* **Texto base**
Fue pues una pequeña Paita, casi toda de “quincha” –esto es de caña y barro- y llena de insectos termes, con calles que “parecían arenales” a la que llegó Manuelita en 1835. Empezaba a agravarse su reuma (del cual ya se quejaba hace cinco años atrás) y no sabemos si trajo sus perros Santander, la Mar, Córdova y Páez. Pero si consta que de inmediato, enfrentando resueltamente la vida, puso una tiendita en cuyo cartel se leía “Tobacco, English spoken Manuela Sáenz”. Fue en verdad un fin que pudo haber inspirad a Esquilo una tragedia. Ese día recorrimos Paita de un extremo a otro ayudados por unos cuantos libros, documentos y remembranzas. Hicimos una retrospectiva, evocando a la olvidada heroína. Los recuerdos empezaron con un célebre novelista.

EL AUTOR DE “MOBY DICK”
Manuelita, quien había llegado a Paita ya con treintaiocho años a cuestas, se defendió como pudo. No sólo vendía cigarros y souvenirs a oficiales y marineros de los navíos que recalaban en el puerto. También expendía dulces y adornos diversos. Como flores artificiales. Asimismo, tejía. A veces arrendaba una habitación “muy limpia”. Igualmente, gracias a su conocimiento del inglés y del francés, en ocasiones dictaba oficios o traducía textos y declaraciones en una administración portuaria discreta, pero cada año más amplia debido al tráfico ballenero. Paita se iba convirtiendo en lugar de paso de los navíos que venían desde los Estados Unidos a recoger presa de lejanos cetáceos.

* **Ejercicio**
Transcribe del texto sobre Manuela Sáenz en Paita el fragmento que va desde "Fue pues una" hasta "un célebre novelista.", ambos incluidos. Los registros son un material aparte, independiente del texto.

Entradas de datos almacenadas
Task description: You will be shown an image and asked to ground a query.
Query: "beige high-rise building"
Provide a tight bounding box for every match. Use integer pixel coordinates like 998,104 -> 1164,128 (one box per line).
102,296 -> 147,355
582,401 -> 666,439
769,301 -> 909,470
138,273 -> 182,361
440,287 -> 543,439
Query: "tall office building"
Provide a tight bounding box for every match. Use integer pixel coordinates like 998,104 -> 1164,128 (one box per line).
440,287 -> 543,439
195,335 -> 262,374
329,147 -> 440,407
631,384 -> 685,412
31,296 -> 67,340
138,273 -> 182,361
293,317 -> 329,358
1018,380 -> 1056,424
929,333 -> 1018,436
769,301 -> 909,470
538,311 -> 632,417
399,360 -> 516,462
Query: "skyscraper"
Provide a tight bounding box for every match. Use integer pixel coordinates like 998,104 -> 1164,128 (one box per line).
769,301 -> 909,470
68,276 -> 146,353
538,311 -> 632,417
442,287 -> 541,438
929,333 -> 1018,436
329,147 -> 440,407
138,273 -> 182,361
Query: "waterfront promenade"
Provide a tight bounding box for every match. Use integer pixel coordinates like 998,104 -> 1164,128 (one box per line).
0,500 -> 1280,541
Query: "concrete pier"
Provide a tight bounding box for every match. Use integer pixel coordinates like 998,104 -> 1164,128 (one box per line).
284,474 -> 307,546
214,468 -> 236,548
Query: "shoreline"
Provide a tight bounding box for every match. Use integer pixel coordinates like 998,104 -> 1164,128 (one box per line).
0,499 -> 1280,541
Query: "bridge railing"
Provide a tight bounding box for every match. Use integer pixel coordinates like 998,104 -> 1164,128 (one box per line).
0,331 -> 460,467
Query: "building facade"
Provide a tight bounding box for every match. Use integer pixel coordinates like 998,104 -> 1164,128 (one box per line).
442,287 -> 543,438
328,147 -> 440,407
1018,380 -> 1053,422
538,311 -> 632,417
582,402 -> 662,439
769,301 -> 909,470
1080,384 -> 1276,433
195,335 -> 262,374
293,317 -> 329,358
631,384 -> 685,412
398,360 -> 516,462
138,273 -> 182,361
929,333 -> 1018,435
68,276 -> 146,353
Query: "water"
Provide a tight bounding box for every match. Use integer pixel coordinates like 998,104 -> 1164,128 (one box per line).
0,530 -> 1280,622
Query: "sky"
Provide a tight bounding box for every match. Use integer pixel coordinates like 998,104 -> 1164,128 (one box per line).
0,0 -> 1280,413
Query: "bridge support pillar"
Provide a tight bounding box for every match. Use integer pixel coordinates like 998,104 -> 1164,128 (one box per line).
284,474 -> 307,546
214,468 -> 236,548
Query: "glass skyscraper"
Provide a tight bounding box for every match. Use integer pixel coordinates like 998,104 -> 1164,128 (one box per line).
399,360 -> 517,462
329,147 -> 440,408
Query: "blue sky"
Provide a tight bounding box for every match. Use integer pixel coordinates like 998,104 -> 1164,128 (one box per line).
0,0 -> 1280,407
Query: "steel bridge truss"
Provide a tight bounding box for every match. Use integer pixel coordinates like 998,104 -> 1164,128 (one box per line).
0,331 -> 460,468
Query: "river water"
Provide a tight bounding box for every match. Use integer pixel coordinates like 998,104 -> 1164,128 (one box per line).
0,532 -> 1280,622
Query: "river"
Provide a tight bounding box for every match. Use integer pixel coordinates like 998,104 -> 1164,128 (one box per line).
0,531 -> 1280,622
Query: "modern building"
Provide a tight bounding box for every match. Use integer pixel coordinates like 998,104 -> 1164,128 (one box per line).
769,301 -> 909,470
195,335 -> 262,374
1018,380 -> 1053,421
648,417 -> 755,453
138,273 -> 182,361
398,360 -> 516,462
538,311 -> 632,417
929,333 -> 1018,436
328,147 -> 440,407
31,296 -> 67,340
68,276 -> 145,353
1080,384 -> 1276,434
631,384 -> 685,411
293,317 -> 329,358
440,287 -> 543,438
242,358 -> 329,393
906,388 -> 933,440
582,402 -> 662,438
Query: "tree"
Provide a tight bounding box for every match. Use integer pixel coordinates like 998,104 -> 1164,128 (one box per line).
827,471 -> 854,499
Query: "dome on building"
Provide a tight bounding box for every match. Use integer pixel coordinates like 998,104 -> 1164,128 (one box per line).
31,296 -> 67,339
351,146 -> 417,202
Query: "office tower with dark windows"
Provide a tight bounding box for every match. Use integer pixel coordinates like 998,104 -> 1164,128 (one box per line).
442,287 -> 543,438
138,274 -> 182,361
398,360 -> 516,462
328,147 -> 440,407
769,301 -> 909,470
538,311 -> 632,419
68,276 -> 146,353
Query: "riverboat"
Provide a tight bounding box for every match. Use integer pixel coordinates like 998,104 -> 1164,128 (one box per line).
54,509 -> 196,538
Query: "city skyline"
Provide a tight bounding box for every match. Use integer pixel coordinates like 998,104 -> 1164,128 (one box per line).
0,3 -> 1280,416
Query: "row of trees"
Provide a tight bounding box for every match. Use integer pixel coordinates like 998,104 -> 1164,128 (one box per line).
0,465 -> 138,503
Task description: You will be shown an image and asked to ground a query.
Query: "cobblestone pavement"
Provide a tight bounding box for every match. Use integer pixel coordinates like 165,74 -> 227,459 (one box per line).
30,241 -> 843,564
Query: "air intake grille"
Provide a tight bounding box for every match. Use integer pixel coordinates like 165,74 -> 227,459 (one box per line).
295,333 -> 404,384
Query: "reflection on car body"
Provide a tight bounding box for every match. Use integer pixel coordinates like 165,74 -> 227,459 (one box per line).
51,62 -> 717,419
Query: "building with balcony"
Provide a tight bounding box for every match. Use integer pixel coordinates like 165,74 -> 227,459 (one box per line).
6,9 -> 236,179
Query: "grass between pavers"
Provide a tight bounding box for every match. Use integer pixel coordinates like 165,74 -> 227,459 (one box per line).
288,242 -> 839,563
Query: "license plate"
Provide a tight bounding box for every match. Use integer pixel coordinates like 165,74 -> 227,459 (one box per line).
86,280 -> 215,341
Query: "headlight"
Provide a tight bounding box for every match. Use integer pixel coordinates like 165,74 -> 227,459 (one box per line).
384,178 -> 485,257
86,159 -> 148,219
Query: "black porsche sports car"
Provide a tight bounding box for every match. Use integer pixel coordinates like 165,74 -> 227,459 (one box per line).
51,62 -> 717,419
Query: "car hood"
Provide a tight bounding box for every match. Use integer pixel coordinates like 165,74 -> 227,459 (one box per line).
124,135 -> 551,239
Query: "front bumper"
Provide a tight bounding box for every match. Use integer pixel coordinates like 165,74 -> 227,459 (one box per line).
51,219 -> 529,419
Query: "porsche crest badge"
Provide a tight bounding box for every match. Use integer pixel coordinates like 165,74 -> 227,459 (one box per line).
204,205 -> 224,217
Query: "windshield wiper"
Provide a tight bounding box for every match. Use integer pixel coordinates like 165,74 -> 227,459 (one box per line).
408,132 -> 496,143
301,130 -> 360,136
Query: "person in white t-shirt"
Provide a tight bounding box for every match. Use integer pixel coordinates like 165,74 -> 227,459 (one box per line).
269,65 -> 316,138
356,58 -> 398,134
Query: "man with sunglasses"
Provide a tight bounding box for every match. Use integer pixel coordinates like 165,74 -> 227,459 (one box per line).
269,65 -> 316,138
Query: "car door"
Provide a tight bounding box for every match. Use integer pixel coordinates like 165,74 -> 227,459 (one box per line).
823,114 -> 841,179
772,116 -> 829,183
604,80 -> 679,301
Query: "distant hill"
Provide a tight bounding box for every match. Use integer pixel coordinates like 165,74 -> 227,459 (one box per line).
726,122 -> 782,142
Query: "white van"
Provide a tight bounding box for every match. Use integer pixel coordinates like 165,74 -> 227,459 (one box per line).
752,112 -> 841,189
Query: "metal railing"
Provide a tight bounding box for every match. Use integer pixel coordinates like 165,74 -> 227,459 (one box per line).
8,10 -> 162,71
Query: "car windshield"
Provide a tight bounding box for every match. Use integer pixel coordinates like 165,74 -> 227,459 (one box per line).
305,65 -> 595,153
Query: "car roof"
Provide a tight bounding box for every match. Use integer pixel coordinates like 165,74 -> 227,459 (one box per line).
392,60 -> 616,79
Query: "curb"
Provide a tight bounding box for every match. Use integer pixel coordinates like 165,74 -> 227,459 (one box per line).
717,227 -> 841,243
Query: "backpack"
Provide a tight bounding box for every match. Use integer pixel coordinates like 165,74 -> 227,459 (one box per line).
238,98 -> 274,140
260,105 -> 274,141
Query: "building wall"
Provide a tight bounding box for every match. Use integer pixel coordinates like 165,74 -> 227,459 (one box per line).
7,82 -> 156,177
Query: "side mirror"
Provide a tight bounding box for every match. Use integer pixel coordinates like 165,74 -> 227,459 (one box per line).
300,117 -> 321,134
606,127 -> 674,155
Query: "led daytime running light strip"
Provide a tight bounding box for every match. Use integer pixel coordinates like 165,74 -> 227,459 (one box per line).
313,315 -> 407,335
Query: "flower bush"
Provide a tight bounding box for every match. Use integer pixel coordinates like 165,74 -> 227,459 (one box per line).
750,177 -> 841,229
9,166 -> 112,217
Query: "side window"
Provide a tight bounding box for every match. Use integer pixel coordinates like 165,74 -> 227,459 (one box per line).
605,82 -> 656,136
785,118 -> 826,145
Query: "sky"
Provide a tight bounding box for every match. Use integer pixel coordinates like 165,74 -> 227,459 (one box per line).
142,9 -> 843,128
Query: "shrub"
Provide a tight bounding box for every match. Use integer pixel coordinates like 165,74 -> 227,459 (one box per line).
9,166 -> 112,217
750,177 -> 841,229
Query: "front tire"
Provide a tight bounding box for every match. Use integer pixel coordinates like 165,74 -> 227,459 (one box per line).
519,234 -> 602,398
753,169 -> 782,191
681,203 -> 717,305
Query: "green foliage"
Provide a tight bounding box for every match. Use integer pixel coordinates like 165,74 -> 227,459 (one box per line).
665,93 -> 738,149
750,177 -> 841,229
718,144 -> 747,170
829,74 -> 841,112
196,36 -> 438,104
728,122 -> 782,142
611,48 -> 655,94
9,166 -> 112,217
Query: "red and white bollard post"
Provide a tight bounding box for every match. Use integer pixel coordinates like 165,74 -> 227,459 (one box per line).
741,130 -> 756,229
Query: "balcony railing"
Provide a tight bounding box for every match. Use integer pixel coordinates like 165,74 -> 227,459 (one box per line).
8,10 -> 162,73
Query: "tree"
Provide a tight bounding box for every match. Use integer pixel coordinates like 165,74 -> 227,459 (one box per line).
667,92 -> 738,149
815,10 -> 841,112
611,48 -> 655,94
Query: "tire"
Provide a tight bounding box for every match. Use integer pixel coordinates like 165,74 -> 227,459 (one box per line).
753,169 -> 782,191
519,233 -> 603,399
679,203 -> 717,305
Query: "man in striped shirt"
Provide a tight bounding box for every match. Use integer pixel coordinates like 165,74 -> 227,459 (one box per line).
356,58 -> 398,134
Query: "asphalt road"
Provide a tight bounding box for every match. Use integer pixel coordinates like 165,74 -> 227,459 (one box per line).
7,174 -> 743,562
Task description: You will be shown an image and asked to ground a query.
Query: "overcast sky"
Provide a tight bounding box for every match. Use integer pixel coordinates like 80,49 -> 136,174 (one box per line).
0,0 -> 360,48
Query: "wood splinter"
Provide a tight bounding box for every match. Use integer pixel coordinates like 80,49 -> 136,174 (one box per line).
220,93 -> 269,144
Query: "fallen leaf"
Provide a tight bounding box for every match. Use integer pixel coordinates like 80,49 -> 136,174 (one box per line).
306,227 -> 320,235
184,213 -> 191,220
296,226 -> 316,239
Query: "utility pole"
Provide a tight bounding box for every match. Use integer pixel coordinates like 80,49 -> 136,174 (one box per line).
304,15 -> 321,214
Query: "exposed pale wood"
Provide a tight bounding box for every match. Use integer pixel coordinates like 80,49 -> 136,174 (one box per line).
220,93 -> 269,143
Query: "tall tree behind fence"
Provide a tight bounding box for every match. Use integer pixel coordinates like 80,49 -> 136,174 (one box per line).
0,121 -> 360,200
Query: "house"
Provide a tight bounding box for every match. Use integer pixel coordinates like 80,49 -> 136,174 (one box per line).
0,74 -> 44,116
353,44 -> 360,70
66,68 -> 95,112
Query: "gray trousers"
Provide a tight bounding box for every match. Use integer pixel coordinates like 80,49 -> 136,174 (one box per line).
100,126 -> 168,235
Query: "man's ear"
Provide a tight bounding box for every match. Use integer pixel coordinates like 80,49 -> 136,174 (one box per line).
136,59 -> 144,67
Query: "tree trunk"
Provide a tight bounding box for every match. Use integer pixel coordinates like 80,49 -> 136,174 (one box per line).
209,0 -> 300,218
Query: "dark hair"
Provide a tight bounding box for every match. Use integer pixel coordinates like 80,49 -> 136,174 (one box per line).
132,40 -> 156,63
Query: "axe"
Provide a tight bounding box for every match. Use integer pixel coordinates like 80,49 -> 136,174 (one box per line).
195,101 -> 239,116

* **Espacio de respuesta**
Fue pues una pequeña Paita, casi toda de “quincha” –esto es de caña y barro- y llena de insectos termes, con calles que “parecían arenales” a la que llegó Manuelita en 1835. Empezaba a agravarse su reuma (del cual ya se quejaba hace cinco años atrás) y no sabemos si trajo sus perros Santander, la Mar, Córdova y Páez. Pero si consta que de inmediato, enfrentando resueltamente la vida, puso una tiendita en cuyo cartel se leía “Tobacco, English spoken Manuela Sáenz”. Fue en verdad un fin que pudo haber inspirad a Esquilo una tragedia. Ese día recorrimos Paita de un extremo a otro ayudados por unos cuantos libros, documentos y remembranzas. Hicimos una retrospectiva, evocando a la olvidada heroína. Los recuerdos empezaron con un célebre novelista.